(Dataset entries)
►
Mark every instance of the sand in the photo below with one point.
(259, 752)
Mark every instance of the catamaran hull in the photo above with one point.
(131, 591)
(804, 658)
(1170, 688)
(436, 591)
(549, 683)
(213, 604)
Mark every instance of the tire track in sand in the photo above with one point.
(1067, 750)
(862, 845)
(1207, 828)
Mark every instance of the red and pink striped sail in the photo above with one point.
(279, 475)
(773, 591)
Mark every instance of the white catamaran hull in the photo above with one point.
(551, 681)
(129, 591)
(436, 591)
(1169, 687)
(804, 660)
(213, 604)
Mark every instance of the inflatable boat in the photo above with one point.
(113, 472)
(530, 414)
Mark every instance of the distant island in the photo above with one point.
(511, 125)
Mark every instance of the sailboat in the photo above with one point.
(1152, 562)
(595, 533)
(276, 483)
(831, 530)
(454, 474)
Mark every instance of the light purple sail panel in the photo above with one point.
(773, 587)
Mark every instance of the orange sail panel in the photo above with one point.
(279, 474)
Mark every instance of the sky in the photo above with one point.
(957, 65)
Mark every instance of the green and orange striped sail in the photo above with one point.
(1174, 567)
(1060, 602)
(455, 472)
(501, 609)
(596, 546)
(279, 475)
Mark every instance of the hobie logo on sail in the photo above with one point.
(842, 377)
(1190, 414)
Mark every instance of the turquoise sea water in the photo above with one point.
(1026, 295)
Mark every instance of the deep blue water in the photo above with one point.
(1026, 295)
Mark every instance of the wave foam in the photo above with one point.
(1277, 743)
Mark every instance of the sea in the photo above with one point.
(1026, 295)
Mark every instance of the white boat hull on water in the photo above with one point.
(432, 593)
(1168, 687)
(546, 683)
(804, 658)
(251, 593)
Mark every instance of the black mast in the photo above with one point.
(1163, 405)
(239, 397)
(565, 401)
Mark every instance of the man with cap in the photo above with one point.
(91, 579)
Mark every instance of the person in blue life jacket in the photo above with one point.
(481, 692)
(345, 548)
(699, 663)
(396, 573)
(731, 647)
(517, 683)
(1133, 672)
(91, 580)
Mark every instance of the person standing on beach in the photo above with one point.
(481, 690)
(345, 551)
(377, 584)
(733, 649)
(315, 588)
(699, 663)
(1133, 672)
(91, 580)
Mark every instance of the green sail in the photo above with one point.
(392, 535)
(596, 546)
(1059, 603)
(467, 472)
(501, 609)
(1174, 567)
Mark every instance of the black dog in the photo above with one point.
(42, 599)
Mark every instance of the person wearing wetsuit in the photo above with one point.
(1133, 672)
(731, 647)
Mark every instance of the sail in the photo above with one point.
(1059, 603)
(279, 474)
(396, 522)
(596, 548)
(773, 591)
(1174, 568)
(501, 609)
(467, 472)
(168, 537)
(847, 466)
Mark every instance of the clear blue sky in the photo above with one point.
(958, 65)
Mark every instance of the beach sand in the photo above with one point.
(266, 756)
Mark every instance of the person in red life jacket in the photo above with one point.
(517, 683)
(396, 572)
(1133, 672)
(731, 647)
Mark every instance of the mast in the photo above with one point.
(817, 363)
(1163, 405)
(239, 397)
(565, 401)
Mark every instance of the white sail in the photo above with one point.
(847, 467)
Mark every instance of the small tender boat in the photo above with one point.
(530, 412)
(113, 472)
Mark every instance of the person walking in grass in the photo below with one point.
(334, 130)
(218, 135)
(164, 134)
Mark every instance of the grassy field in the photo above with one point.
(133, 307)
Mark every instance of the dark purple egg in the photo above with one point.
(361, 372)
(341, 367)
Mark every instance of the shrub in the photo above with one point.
◄
» What you should do: In full and verbatim, transcribe the data.

» Worked solution:
Mark every instance of the sand in the photo below with one point.
(259, 752)
Mark every instance of the catamaran hull in the photo above with one point.
(131, 591)
(804, 658)
(1170, 688)
(436, 591)
(549, 683)
(213, 604)
Mark every instance of the tire track in sand in the photo above with one point.
(1067, 750)
(862, 845)
(1207, 828)
Mark every instance of the red and pink striped sail in the photo above with one point.
(279, 475)
(773, 591)
Mark every instance of the white catamaran hull in the photo above with one point.
(551, 681)
(129, 591)
(436, 591)
(1169, 687)
(804, 660)
(213, 604)
Mark every instance of the inflatable boat in the photo above with one point.
(113, 472)
(530, 414)
Mark every instance of the distant island in the photo above with one point.
(511, 125)
Mark every instance of the sailboat in the photo above with one point.
(1152, 562)
(595, 533)
(276, 483)
(831, 530)
(454, 474)
Mark every instance of the light purple sail panel in the photo above with one point.
(773, 587)
Mark every instance of the orange sail panel in the photo above with one point.
(279, 474)
Mark every instance of the sky in the photo above with one point.
(957, 65)
Mark every instance of the green and orange striped sail in the photo above with one point.
(1174, 567)
(1060, 602)
(455, 472)
(501, 609)
(596, 546)
(279, 475)
Mark every instance of the hobie logo on sail in the photo above with one point.
(842, 377)
(1190, 414)
Mark every instance of the turquoise sea water in the photo above with one point.
(1026, 295)
Mark every instance of the deep blue water in the photo above with one point.
(1026, 295)
Mark every instance of the wave foam in the photo above with one point.
(1277, 743)
Mark every instance of the sea in the photo above with one point.
(1026, 295)
Mark every instance of the white boat hull on water in the photo above with one point.
(432, 593)
(1168, 687)
(546, 683)
(804, 658)
(251, 593)
Mark every instance of the black mast in the photo above with one point.
(1163, 405)
(239, 397)
(565, 401)
Mark every instance of the man with cap in the photo above with one point.
(91, 579)
Mark every instance of the person in blue life jacket in the photo above with one point.
(481, 692)
(345, 548)
(699, 663)
(396, 573)
(731, 647)
(517, 683)
(1133, 672)
(91, 580)
Mark every instance of the person standing on beach in the photo above with one point.
(481, 690)
(345, 551)
(377, 584)
(733, 649)
(315, 588)
(699, 663)
(1133, 672)
(91, 580)
Mark every instance of the green sail in the photo above with one point.
(392, 535)
(596, 546)
(1059, 603)
(467, 472)
(501, 609)
(1174, 567)
Mark every instance of the black dog in the photo above with one point.
(42, 599)
Mark every instance of the person wearing wetsuit in the photo above with one point.
(1133, 672)
(731, 647)
Mark every instance of the sail in the photo above with one point.
(1059, 603)
(279, 474)
(396, 522)
(596, 548)
(773, 591)
(1174, 568)
(501, 609)
(467, 472)
(168, 537)
(847, 466)
Mark every instance of the clear blue sky in the photo above with one point.
(958, 65)
Mark every instance of the beach sand in the photo above with one point.
(266, 756)
Mark every instance of the person in red life jacket in the photo above with one point.
(517, 683)
(396, 572)
(1133, 672)
(731, 647)
Mark every instance of the mast in the photo above with one point.
(817, 363)
(1163, 405)
(239, 397)
(565, 401)
Mark every instance of the white sail in the photo above with one point.
(847, 467)
Mark every instance of the small tender boat in the photo above with one point.
(530, 412)
(113, 472)
Mark every instance of the person walking in grass in the photo below with one point.
(334, 130)
(218, 135)
(164, 134)
Mark every instance of the grassy field in the photo above with one point.
(133, 307)
Mark every instance of the dark purple egg in the photo above with one point.
(361, 372)
(341, 367)
Mark every instance of the shrub in the photo above with one point.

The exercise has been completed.